_PASSAGE PROVIDED_
·····

The same could be said of the soft-spoken Lee himself. His father was an architect, and Lee was drawn to the profession by its combination of practicality and creativity. He practiced in SOM’s San Francisco office for 28 years before joining the Chicago office in 2007. He has contributed numerous projects to Chicago, including the C.H. Robinson Midwest Headquarters on the river at Webster Avenue; the adaptive reuse of a firehouse in Beverly for Optimo Hat Company; the mixed-use Lincoln Common near Lincoln Avenue, Halsted Street, and Fullerton Avenue; and a renovation of the idiosyncratic Old Town residence of a predecessor at SOM, Walter Netsch, who with Bruce Graham designed one of Lee’s favorite buildings in Chicago: the Inland Steel Building, which, like 800 Fulton Market, allows for openness and light by unexpectedly displacing its core from the center of the building.
In its structural innovation, Inland Steel is an example of SOM’s long tradition of tight collaboration between architects and engineers. Lee revels in the integration of disciplines, which made possible the John Hancock Center and Sears Tower as well as Lee’s own 800 Fulton Market. Like the Hancock, 800 Fulton Market exposes and foregrounds its structural system in the form of prominent X-braces running up the thinnest and tallest part of the tower. Unlike the Hancock, however, these braces are almost delicate-seeming—and they move, expanding and contracting infinitesimally throughout the day and more noticeably through the year as temperatures change.

·····

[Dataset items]
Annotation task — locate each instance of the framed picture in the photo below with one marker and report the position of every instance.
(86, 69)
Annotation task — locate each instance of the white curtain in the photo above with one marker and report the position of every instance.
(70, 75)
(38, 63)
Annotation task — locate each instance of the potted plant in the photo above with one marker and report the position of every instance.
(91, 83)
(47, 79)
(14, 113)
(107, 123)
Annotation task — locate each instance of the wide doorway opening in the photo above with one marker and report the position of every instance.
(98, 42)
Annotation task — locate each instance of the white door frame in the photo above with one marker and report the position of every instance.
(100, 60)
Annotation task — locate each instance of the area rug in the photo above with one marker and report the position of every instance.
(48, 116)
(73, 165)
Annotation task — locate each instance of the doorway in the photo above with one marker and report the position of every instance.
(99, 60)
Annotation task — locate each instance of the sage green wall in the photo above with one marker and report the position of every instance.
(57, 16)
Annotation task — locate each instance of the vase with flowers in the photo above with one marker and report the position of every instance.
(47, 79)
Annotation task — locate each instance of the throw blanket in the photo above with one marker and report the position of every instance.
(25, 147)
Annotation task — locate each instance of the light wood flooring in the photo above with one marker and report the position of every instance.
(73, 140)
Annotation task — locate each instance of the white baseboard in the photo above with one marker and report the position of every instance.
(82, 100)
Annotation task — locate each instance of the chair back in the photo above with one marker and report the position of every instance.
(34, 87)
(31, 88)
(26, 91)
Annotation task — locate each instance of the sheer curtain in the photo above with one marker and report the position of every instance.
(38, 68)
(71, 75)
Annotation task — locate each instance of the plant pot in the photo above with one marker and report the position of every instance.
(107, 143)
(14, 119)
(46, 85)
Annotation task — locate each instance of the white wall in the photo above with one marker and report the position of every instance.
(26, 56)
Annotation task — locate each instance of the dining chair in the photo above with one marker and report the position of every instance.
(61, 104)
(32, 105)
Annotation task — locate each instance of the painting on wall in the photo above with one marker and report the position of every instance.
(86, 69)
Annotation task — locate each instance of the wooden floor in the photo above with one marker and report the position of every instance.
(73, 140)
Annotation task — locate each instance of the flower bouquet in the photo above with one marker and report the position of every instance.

·····

_INSTRUCTIONS_
1. Quote the passage on Lee's architecture between "In its structural" and "as temperatures change.", inclusive.
2. According to the passage on Lee's architecture, how many years did Lee practice in SOM's San Francisco office before moving to its Chicago office?
This material has no connection to the passage on Lee's architecture.

_RESPONSES BY TASK_
1.
In its structural innovation, Inland Steel is an example of SOM’s long tradition of tight collaboration between architects and engineers. Lee revels in the integration of disciplines, which made possible the John Hancock Center and Sears Tower as well as Lee’s own 800 Fulton Market. Like the Hancock, 800 Fulton Market exposes and foregrounds its structural system in the form of prominent X-braces running up the thinnest and tallest part of the tower. Unlike the Hancock, however, these braces are almost delicate-seeming—and they move, expanding and contracting infinitesimally throughout the day and more noticeably through the year as temperatures change.

2. 28 years